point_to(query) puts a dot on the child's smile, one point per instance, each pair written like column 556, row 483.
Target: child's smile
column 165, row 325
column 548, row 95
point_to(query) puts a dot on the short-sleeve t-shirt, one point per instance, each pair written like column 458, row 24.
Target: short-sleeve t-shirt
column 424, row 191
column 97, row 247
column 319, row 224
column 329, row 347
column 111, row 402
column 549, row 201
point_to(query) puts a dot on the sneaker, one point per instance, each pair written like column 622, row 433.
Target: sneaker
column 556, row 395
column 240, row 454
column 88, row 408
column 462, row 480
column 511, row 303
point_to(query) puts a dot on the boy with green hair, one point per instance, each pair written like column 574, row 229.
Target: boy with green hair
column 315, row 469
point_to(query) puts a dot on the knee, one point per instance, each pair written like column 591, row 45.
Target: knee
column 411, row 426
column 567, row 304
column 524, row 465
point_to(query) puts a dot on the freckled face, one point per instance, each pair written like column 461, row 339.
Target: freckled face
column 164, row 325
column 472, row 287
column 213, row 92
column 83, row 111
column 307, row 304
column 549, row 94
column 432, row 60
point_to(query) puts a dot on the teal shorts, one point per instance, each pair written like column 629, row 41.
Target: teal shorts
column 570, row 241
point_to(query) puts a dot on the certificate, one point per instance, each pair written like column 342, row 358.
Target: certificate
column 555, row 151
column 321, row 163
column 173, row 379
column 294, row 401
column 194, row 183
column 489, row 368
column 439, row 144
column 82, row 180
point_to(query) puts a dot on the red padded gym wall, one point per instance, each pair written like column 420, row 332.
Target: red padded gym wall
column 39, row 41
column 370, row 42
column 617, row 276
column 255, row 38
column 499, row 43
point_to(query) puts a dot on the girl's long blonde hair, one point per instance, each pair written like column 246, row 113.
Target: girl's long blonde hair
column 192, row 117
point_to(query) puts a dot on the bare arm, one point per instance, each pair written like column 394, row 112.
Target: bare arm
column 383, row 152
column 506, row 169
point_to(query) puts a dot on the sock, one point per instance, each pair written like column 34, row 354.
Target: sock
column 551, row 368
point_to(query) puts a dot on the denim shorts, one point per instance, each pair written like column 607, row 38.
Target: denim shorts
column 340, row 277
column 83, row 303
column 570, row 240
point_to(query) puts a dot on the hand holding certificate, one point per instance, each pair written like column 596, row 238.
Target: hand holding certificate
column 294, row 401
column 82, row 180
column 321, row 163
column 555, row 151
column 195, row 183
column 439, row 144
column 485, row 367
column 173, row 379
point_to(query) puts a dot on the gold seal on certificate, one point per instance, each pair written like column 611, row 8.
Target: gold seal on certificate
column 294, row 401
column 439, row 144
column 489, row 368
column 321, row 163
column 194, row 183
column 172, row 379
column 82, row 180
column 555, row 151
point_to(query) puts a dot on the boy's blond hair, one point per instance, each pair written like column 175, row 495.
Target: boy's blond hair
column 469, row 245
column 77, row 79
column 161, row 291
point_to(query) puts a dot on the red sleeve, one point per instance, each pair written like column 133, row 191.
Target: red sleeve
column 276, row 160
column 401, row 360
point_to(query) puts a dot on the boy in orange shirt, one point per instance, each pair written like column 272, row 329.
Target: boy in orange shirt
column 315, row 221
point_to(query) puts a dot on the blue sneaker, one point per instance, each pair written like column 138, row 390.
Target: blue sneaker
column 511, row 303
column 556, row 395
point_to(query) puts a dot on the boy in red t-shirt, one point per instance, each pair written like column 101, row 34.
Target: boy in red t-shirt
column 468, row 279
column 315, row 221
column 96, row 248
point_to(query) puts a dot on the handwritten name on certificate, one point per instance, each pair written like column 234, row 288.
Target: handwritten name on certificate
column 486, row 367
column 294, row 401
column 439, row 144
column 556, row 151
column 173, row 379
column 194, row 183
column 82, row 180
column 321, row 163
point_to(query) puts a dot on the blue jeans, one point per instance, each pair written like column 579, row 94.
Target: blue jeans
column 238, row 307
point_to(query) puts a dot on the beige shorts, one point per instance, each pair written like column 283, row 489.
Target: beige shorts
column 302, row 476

········

Given problem
Can you copy all of the rows above, every line, character for character?

Exercise answer
point_to(query) puts a dot on the child's smile, one point per instance, each pair written like column 556, row 483.
Target: child's smile
column 165, row 325
column 548, row 95
point_to(query) puts a dot on the short-sleeve t-shirt, one point per instance, each pair written like column 458, row 24.
Target: short-sleeve t-shirt
column 424, row 191
column 97, row 247
column 319, row 224
column 329, row 347
column 111, row 402
column 549, row 201
point_to(query) puts a dot on the sneaker, one point per instance, each pair written like column 622, row 433.
Target: sneaker
column 556, row 395
column 240, row 454
column 88, row 408
column 462, row 480
column 511, row 303
point_to(query) puts a dot on the boy with green hair, one point per instance, each pair written like column 574, row 229.
Target: boy with green hair
column 315, row 469
point_to(query) puts a dot on the knee, one point per instance, each pair written like column 591, row 45.
Target: knee
column 411, row 426
column 567, row 304
column 524, row 465
point_to(query) puts a dot on the freckled face, one point per instance, each pair written like column 461, row 339.
Target: freckled face
column 164, row 325
column 472, row 287
column 213, row 92
column 83, row 111
column 307, row 304
column 549, row 94
column 432, row 60
point_to(query) puts a dot on the teal shorts, one point per instance, each pair written like column 629, row 41.
Target: teal shorts
column 570, row 241
point_to(query) puts a dot on the certificate, one point per instance, each pair written like column 342, row 358.
Target: certificate
column 555, row 151
column 321, row 163
column 173, row 379
column 294, row 401
column 194, row 183
column 489, row 368
column 439, row 144
column 82, row 180
point_to(query) puts a dot on the red padded gym wall, one point per instance, each pair written like column 420, row 332.
Target: red padded gym wall
column 39, row 41
column 370, row 42
column 617, row 276
column 255, row 38
column 499, row 43
point_to(query) puts a dot on the girl's long blonde hair, one point per instance, each pair written like column 246, row 113.
Target: girl's long blonde hair
column 192, row 117
point_to(query) puts a dot on the bare arm, one point per instance, each pair written like column 394, row 112.
Target: bare arm
column 383, row 152
column 506, row 169
point_to(query) puts a dot on the sock, one point per instance, each pair written like column 34, row 354.
Target: sock
column 551, row 368
point_to(query) puts a dot on the denim shorts, one point per instance, each pair written like column 607, row 38.
Target: denim shorts
column 340, row 277
column 83, row 303
column 570, row 240
point_to(query) puts a dot on the hand holding certificate, one point per instance, each pair written like column 596, row 238.
Target: hand holding certificate
column 294, row 401
column 82, row 180
column 321, row 163
column 555, row 151
column 195, row 183
column 439, row 144
column 485, row 367
column 173, row 379
point_to(query) puts a dot on the gold seal on certificate, one point per instance, each pair written like column 611, row 8.
Target: gold seal on certificate
column 294, row 401
column 439, row 144
column 489, row 368
column 321, row 163
column 194, row 183
column 172, row 379
column 82, row 180
column 555, row 151
point_to(query) puts a dot on the boy's blond hair, one point per instance, each pair written like column 175, row 495.
Target: boy's blond hair
column 469, row 245
column 77, row 79
column 161, row 291
point_to(query) puts a dot on the red sleeve, one point per instance, each pair written like column 133, row 191.
Target: red sleeve
column 276, row 160
column 401, row 360
point_to(query) puts a dot on the boy in orange shirt, one point per instance, each pair written like column 272, row 329.
Target: boy in orange shirt
column 315, row 221
point_to(query) puts a dot on the blue sneaker, one point per instance, each pair written like column 138, row 390.
Target: blue sneaker
column 511, row 303
column 556, row 395
point_to(query) puts a dot on the boy in red t-shirt, one point per instance, each pair written like column 101, row 34.
Target: boy in red t-shirt
column 468, row 279
column 315, row 221
column 96, row 248
point_to(query) puts a dot on the handwritten name on certificate, one point per instance, each pair written like column 234, row 288.
Target: handwritten name on certificate
column 486, row 367
column 294, row 401
column 439, row 144
column 556, row 151
column 173, row 379
column 194, row 183
column 82, row 180
column 321, row 163
point_to(query) puts a dot on the blue jeans, one point per instance, each pair written like column 579, row 94.
Target: blue jeans
column 238, row 307
point_to(query) puts a dot on the beige shorts, one point per instance, each pair written like column 283, row 489.
Target: beige shorts
column 302, row 476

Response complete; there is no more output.